_The task:_ Please copy each line of the records below, changing nothing.

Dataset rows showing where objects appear
━━━━━━━━━━━━━━━━━━━━━━━━━━━━━━

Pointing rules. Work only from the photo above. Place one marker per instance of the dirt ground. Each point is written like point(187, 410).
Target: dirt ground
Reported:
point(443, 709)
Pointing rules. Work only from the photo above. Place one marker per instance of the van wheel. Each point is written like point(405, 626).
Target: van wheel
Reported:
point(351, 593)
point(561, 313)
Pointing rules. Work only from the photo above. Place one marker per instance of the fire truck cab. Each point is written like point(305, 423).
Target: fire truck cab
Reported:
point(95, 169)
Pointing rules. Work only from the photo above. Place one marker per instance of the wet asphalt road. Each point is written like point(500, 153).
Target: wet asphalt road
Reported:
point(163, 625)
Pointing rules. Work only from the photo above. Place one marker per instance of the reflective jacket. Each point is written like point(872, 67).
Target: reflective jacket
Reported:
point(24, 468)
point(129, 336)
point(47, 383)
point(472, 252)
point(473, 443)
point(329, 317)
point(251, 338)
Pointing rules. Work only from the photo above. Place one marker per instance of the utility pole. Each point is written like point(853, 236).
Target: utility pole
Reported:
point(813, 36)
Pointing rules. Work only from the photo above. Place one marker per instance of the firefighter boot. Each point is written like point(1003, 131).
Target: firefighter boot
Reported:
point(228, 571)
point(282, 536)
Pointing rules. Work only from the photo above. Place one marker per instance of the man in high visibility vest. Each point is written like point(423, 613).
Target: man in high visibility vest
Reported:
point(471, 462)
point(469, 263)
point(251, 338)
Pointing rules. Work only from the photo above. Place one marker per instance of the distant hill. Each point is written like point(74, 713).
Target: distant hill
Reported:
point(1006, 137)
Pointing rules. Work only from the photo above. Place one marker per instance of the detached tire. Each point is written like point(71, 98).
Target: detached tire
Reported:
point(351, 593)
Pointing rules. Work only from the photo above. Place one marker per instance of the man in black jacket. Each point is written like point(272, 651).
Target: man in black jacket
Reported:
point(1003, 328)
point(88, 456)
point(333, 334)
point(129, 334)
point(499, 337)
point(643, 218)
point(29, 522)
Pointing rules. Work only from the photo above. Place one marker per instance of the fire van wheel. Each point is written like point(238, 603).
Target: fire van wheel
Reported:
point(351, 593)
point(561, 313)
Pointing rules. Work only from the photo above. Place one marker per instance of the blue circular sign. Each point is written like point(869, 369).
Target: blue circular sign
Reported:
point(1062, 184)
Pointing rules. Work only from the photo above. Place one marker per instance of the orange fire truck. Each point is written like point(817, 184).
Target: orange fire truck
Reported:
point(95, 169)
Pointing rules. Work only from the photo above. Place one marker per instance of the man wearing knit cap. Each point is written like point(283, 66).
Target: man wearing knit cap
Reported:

━━━━━━━━━━━━━━━━━━━━━━━━━━━━━━

_Complete response:_
Pointing rules. Work only from the photo above. Place one marker per instance of the dirt ground. Each point is written like point(187, 410).
Target: dirt ground
Reported:
point(443, 709)
Pointing rules. Work only from the photo above. Place one marker per instance of the van wheel. Each point is written like point(405, 626).
Target: van wheel
Reported:
point(351, 593)
point(561, 313)
Pointing rules. Work only from the photo above. Place one marker per instance of the fire truck cab. Each point is written like point(305, 423).
Target: fire truck cab
Reported:
point(95, 169)
Pointing rules. Work only from the photo above. Place one marker per instance of the wet asphalt road. Each point is written like point(500, 153).
Target: wet asphalt road
Reported:
point(163, 625)
Pointing rules. Work only from the photo above. Place one marker per instance of the reflective jacket. Each point is written like point(872, 67).
Target: reflective jacket
Reported:
point(24, 468)
point(129, 336)
point(47, 383)
point(472, 252)
point(473, 443)
point(329, 317)
point(251, 338)
Pointing rules. Work only from the photo above. Place one marker per instance of the utility pole. Each point is written like point(853, 236).
Target: utility pole
Reported:
point(813, 36)
Pointing rules. Work only from the photo above. Place one marker per instance of the firefighter boot. Each point is written like point(1003, 131).
Target: firefighter boot
Reported:
point(228, 571)
point(282, 536)
Pointing rules. Work only from the photo above. Place one marker per instance of the man in high visibility vest. Each point is written like point(423, 613).
Target: man in high visibility vest
Reported:
point(471, 462)
point(469, 263)
point(251, 338)
Pointing rules. Work only from the photo above. Place one marker per instance of the distant hill. Each point is written like point(74, 713).
Target: distant hill
Reported:
point(1006, 137)
Pointing rules. Work only from the photo above. Place one marker per instance of the detached tire. Each point is written like point(71, 98).
Target: detached tire
Reported:
point(351, 593)
Pointing rules. Work only from the photo above. Place one marker per instance of the man in black jacket. Each point is written like point(272, 651).
Target: man in black jacket
Reported:
point(1003, 328)
point(88, 456)
point(333, 334)
point(129, 334)
point(499, 337)
point(643, 218)
point(29, 522)
Pointing rules. Work only from the photo above. Place one marker per instance of the fire van wheel. Each point is written like point(238, 603).
Target: fire van wheel
Reported:
point(351, 593)
point(561, 313)
Pointing rules. Work only from the photo above. Place one marker per instance of the blue circular sign. Each point is written like point(869, 369).
Target: blue circular sign
Reported:
point(1062, 184)
Pointing rules. Work only from the photo above. Place one marker per instance of the orange fire truck. Each point is written like point(817, 184).
Target: orange fire truck
Reported:
point(95, 169)
Pointing rules. Work only from the photo above. Place one marker per instance of the man wearing knit cap. Each point is written like point(283, 66).
Target: man wearing knit cap
Reported:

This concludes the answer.